- Work task: Your answer should be the exact lines of the records, starting with the one containing "Query: stone wall" and running to the end.

- Source data:
══════
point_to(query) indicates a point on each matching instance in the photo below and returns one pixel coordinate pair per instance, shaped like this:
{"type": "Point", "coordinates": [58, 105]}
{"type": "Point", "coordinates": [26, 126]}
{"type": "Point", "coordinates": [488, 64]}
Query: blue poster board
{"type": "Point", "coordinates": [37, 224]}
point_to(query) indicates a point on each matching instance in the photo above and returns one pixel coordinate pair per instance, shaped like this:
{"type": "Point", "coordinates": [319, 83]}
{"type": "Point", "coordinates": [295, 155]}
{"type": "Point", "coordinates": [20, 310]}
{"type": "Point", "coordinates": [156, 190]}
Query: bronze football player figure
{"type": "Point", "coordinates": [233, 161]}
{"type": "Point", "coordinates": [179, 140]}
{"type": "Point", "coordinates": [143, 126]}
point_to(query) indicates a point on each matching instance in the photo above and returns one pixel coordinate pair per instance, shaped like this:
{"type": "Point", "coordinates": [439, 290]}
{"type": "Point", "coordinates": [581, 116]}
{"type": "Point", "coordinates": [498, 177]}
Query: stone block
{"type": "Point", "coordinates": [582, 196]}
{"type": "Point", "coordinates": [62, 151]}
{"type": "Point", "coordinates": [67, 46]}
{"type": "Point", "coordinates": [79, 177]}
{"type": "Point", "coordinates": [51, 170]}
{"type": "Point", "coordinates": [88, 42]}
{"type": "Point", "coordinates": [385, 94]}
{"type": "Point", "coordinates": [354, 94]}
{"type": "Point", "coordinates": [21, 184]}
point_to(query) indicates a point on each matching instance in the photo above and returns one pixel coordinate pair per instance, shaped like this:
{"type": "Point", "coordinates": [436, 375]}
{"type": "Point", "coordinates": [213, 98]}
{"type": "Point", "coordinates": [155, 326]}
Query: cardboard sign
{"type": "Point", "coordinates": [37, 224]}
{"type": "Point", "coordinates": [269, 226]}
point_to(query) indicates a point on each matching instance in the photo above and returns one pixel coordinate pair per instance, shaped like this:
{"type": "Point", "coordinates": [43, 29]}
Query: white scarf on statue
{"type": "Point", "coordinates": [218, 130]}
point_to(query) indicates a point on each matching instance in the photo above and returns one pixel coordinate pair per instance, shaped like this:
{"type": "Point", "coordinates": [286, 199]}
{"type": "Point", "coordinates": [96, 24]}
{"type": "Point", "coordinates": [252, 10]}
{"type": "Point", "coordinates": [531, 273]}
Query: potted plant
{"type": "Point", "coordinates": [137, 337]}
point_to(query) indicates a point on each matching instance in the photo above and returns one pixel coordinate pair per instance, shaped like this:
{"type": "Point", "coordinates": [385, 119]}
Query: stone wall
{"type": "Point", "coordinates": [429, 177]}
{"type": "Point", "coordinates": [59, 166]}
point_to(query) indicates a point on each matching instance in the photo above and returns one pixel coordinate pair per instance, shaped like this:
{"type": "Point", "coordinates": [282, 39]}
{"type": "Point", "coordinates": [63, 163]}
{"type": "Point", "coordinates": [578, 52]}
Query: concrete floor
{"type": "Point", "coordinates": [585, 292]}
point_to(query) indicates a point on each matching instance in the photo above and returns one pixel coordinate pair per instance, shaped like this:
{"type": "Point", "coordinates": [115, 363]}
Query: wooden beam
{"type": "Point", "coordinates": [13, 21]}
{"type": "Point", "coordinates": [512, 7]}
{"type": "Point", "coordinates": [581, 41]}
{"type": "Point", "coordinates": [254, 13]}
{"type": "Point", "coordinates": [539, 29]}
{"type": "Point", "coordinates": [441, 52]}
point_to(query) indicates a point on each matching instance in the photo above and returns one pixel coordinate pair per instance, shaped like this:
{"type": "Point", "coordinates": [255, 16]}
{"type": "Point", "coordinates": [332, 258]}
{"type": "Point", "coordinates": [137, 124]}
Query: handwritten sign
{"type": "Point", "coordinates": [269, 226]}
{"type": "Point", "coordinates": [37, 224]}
══════
- Solution for this task:
Query: stone wall
{"type": "Point", "coordinates": [429, 177]}
{"type": "Point", "coordinates": [59, 166]}
point_to(query) indicates a point on each matching instance in the photo above and returns one pixel coordinate pair per instance, shaped like this:
{"type": "Point", "coordinates": [282, 39]}
{"type": "Point", "coordinates": [63, 163]}
{"type": "Point", "coordinates": [578, 52]}
Query: concrete floor
{"type": "Point", "coordinates": [585, 292]}
point_to(query) indicates a point on each matching instance in the photo above and returns one pixel coordinate pair per instance, shaped like this:
{"type": "Point", "coordinates": [115, 363]}
Query: wooden beam
{"type": "Point", "coordinates": [13, 21]}
{"type": "Point", "coordinates": [512, 7]}
{"type": "Point", "coordinates": [581, 41]}
{"type": "Point", "coordinates": [254, 13]}
{"type": "Point", "coordinates": [539, 29]}
{"type": "Point", "coordinates": [441, 52]}
point_to(query) indicates a point on each matching instance in the photo above and returns one pixel coordinate pair per instance, shaped like this:
{"type": "Point", "coordinates": [255, 16]}
{"type": "Point", "coordinates": [332, 258]}
{"type": "Point", "coordinates": [137, 124]}
Query: handwritten sign
{"type": "Point", "coordinates": [269, 226]}
{"type": "Point", "coordinates": [37, 224]}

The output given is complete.